> **EXERCISE DESCRIPTION**
Word for word, set down the records and skip each picture.

> **DATA FOR ANALYSIS**
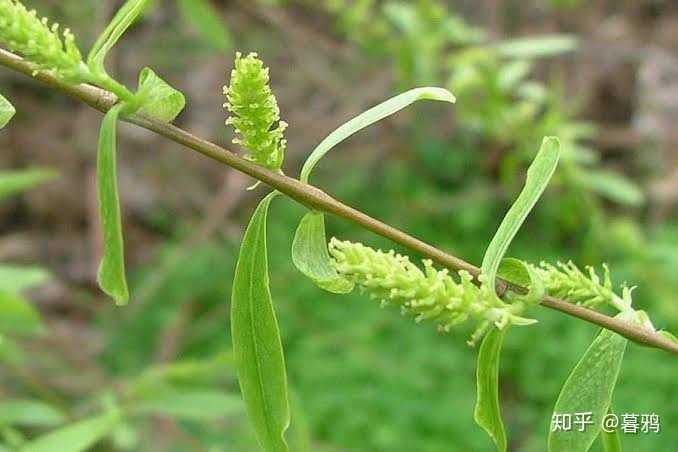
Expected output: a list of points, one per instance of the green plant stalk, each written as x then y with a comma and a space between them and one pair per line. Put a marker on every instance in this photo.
314, 198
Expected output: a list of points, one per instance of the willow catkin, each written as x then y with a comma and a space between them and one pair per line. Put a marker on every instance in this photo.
254, 112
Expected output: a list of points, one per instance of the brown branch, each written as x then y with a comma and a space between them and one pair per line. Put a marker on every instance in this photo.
314, 198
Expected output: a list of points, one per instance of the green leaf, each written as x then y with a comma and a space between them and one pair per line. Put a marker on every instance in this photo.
487, 413
537, 47
368, 118
191, 404
29, 413
257, 345
612, 186
122, 20
538, 175
589, 388
6, 111
519, 272
206, 21
14, 279
18, 315
13, 182
159, 100
611, 440
111, 275
77, 437
310, 255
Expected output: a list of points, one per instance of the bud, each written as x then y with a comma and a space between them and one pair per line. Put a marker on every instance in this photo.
23, 32
254, 112
428, 294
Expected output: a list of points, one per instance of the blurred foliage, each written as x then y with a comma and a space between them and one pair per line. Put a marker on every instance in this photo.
363, 378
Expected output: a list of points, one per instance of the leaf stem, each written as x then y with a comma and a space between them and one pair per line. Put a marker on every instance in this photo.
314, 198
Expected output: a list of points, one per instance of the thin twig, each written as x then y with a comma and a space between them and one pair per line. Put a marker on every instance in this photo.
314, 198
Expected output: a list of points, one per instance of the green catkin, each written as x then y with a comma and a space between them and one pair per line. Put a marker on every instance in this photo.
255, 113
566, 280
428, 294
22, 31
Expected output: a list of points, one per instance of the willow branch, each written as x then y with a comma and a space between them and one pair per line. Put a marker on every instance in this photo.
314, 198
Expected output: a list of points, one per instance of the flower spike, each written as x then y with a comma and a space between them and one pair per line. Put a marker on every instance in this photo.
254, 112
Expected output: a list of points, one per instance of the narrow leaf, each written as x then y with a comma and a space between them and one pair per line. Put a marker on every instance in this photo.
159, 100
257, 345
6, 111
77, 437
611, 440
536, 47
111, 275
487, 412
205, 20
369, 117
17, 181
192, 404
29, 413
589, 388
538, 175
123, 19
310, 255
519, 272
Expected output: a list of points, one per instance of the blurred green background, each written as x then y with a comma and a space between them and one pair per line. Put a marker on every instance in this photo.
601, 75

> **OUTPUT**
Expected output: a list of points, one per instance of the green plant stalk, each written as x then y with a comma and a space between them and one pair per line. Put a marker on every instance in this photo.
314, 198
Expected output: a list of points, one per instance of the willow catkin, each written as x then y with a comma and a space between them and one pair per line. Put a marker on every instance in this photo.
254, 112
Expected output: a list of points, one per instance of the brown branch, each written as x then y with a comma and a space between them and one pair per line. Put a marker on every instance in this photo.
314, 198
Expected output: a list of points, one per instance of the green leaf, each written as x then y with a comma and a space between them and one pair per line. Put a marker on every instance in this photo.
487, 413
537, 47
368, 118
191, 404
29, 413
257, 345
612, 186
122, 20
538, 175
589, 388
6, 111
519, 272
206, 21
14, 279
18, 315
13, 182
159, 100
611, 440
111, 275
77, 437
310, 255
Expected output: a list of points, one per instance of the bud, each written as x then y with a comma and a space between them and one pair per line. Put a marker on every instance in this photo.
23, 32
254, 112
428, 294
Expected output: a list of points, one per instance of the blurred foliage, each written as x then y with a comma and a space between them and one pair per line. Put a marker on every instance in this photo.
363, 378
Expected output: a list of points, one per instance of the leaf stem, each written as x then y with a comma and a space between them and one pair per line. Put a marker on every instance in this photo.
314, 198
Expected output: a list of points, one per instance of the thin twig, each written as x then y with a comma and a space between them and one pair per line. Put a marker on every instance in this photo.
314, 198
Expected output: a list of points, one per instance of the green catkin, each written as x then y with a comma and a space between them and one pair per line. Put a marker on every instance in this photo.
255, 113
566, 280
428, 294
22, 31
Expected output: a list of points, one per instance of the willow branch, each written as x then y with a comma and a space between them and one pair per line. Put a marker on every instance in this photo.
314, 198
Expected output: a list of points, one per instance of the flower spike, each written as x then y with a comma and a space between them and one pair per line. Put a marker on every instance in this photo.
254, 112
Expected output: a list of points, one per instance of the narrow leaf, each written as x then y with a comma and a space between them and one pair per line. Put a marker on every instance in this photo.
159, 100
257, 345
6, 111
77, 437
611, 440
536, 47
111, 275
487, 412
205, 20
369, 117
17, 181
192, 404
29, 413
589, 388
538, 175
123, 19
310, 255
519, 272
Expected output: a list of points, one per instance of the blurred green background, each written as x then y with a comma and a space between them and one pair per line. Put a marker on every instance in this photo.
601, 75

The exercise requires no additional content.